--- start Passage shown ---

In full assurance of this, the Storthing ventures to express the sincere
hope, that the present events, will turn out to be for the good of all,
also for their Majesties, for whom personally the Norwegian people will
preserve their respect and affection.



25.

The King's telegraphic protest against the resolution of the Storthing.
Despatched June 8th 1905.


As We hereby declare that We do not approve of the revolutionary measures
which have been deplorably taken by the Storthing in violation of the
Constitution and Act of Union, and in revolt against their King, We
refuse to receive the deputation proposed by the Storthing.

  _Oscar._



26.

Extract of the protocol of Civil business held in Council before His
Majesty in the presence of His Royal Highness The Crown Prince at the
Royal Palace Stocholm June 9th 1905.


[-- -- --]

His Excellency Mr. Ramstedt, Prime Minister, stated:

»According to information received from Norway the Norwegian Storthing
has, on the 7th inst. passed the following resolutions:

'The members of the Cabinet having resigned their office and the King
having declared himself unable to form a new government; and the
Constitutional Sovereign thereby having resigned His powers, the
Storthing authorises the members of the Council who resigned this day, to
assume until further notice, as the Norwegian Government, the authority
granted to the King according to the Constitution of the Norwegian
Kingdom and its valid law--with the changes that become neccessary
through the fact that the Union with Sweden under one King is dissolved,
in consequence of the King having ceased to Act as King of Norway.'

Through this revolutionary measure, the Storthing has not only without
the King's assistance, but also without referring to Sweden arbitrarily
passed a resolution respecting the dissolution of a Union which has
existed on the grounds of legal mutual agreements between the two
countries and cannot without mutual consent be broken.

The Storthing, having thus by this resolution, violated Sweden's
prerogative it becomes undeniably necessary that an extra session of the
Diet be immediately summoned in order to debate as to what measures
should be taken on Sweden's side, with reference to what has thus
occurred. Herewith I appeal that Your Majesty will resolve on the
summoning of the Diet, at the same time Your Majesty intimates
disacknowledgement of the government, proclaimed by the Storthing».

In this address the rest of the members proclaimed themselves unanimous;

And His Majesty the King consented to this, and in accordance with the
Prime Minister's recommendation was graciously pleased to decree, by open
letter and edict, the import of which are contained in the appendage to
this protocol, that the members of both Chambers of the Diet be summoned
to an extra session in Stockholm on Tuesday June 20th.



27.

Address from the King to the President of the Storthing.


  To the President of the Storthing!

--- end Passage shown ---

◆ Stated exercise:
Continue the documents on the 1905 dissolution of the union between Norway and Sweden from the point where they stop. The data after this point comes from a different source.

--- start Dataset content ---

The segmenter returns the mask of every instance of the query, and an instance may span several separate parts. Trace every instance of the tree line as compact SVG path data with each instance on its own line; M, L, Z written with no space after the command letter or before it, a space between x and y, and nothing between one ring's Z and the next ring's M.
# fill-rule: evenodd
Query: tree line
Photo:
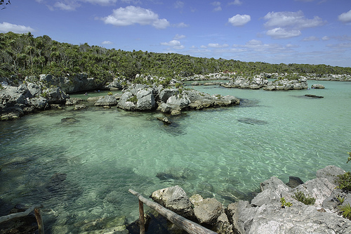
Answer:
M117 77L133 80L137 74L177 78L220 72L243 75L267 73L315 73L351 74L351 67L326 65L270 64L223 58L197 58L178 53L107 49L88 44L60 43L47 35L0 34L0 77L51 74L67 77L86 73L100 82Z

--- end Dataset content ---
--- start Dataset content ---

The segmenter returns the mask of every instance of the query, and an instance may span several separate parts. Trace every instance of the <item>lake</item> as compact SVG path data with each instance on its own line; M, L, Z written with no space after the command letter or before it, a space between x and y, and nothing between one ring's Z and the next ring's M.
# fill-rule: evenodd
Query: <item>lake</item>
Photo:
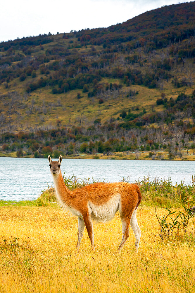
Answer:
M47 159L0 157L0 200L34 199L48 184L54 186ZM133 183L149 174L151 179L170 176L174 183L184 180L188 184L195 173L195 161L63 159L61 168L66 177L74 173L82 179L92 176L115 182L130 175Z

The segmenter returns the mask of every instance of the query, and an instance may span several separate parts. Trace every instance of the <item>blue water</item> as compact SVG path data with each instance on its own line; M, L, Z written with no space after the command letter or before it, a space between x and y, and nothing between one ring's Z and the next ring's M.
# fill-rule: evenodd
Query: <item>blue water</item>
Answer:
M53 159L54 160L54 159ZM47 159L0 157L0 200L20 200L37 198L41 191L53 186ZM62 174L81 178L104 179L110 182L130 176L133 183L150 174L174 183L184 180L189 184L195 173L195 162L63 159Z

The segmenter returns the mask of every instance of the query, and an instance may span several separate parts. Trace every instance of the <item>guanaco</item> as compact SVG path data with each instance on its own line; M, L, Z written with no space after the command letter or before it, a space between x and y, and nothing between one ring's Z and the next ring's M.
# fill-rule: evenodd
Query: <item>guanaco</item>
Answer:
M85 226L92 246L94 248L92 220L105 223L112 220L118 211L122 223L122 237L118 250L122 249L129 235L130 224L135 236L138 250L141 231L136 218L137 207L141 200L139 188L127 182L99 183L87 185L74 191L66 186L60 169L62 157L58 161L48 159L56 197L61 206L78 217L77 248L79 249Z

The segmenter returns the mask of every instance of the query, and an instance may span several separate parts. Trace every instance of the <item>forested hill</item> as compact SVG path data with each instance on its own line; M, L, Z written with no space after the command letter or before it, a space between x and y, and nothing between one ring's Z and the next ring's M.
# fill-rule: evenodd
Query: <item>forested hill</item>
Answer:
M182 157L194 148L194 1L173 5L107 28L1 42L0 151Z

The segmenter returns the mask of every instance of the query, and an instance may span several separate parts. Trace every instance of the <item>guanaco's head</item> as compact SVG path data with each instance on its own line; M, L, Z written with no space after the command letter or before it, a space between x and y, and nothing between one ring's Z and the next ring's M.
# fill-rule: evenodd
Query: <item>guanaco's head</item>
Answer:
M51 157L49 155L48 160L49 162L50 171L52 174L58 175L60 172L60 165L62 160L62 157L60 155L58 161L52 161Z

--- end Dataset content ---

◆ Exercise result:
To you, and through you to the Storthing and the entire population of
Norway, I address the following words, in answer to the address and
decision both of the Norwegian Cabinet and the Storthing:

The oath that the King of Norway takes according to the Constitution § 9
on his accession to the throne, »that he will rule the Kingdom of Norway
in accordance with its constitution and law», makes it a kingly duty for
Me not to pay any attention to the statement of the Norwegian Cabinet in
reference to my decree on May 27th ult., in which I declared, that, for
the present, I did not find it suitable to sanction the Storthing's
proposal respecting the establishment of a separate Norwegian Consular
Service. The Cabinet thereby declared that this decree, being in conflict
with the unanimous recommendation of the Norwegian Cabinet would imply a
depreciation of a right in accordance with the Norwegian fundamental law,
independently to settle the matter in question, and also implied a
violation of Norway's freedom, independence and Sovereignty, and at the
same time the Cabinet declared that no member of the Ministry then
sitting would be willing to countersign My Decree, and thereby, according
to the opinion of the Cabinet, give it legislative validity.

The Norwegian King's prerogative, when he thinks the welfare of the
kingdom demands it, to refuse His sanction to a proposal presented in due
form by the Storthing is unconditional. From this rule, there is no
exception even though the Storthing were to present the same resolution
ever so many times in precisely the same terms. Meanwhile according to
the fundamental law (Constitution § 79) the decision of the Storthing
becomes the law of Norway without the sanction of the King, but in order
to accomplish this, are required unaltered resolutions from three
Storthings drawn up after three consecutive elections, which resolution
must be laid before the King, »with an appeal, that His Majesty will not
refuse to sanction the resolution, which the Storthing after the most
careful considerations, believes to be advantageous. In the case now in
hand, there was no question of any such resolution from the Storthing,
and therefore the regulation in the fundamental law § 78: could be
suitably applied: »If the King sanctions the resolution, He signs it with
His superscription, on which it becomes the law. If He does not sanction
it, He returns it to the Odelsthing (Lower House) with the declaration
that for the present He finds it unsuitable to sanction.» And the
paragraph continues: »The resolution may not again on that occasion be
laid before the King by the members of the Storthing then assembled.» By
this last mentioned prescription the Constitution has evidently meant to
protect the Norwegian King's liberty in the exercise of the legislative
powers which are his indisputable right.

My resolve, not to sanction a law providing for a separate Norwegian
Consular Service, can consequently not be considered to imply any
transgression whatever of the legislative power, which according to the
fundamental law is the King's right, not even, if the matter in question
happened to be an affair which concerned Norway alone. But on the grounds
of the valid Union agreement between Norway and Sweden, it was not only
My right, but also My duty as King of Norway to refuse My sanction, for
the dissolution of the existing identical Consular Office could only be
effected through Norway's consent to free and friendly negotiations
concerning agreements for altering the Union on the basis of full
equality between the United Kingdoms, to which not only the _Powers
Royal_, but also the Diet of Sweden had unanimously themselves agreed.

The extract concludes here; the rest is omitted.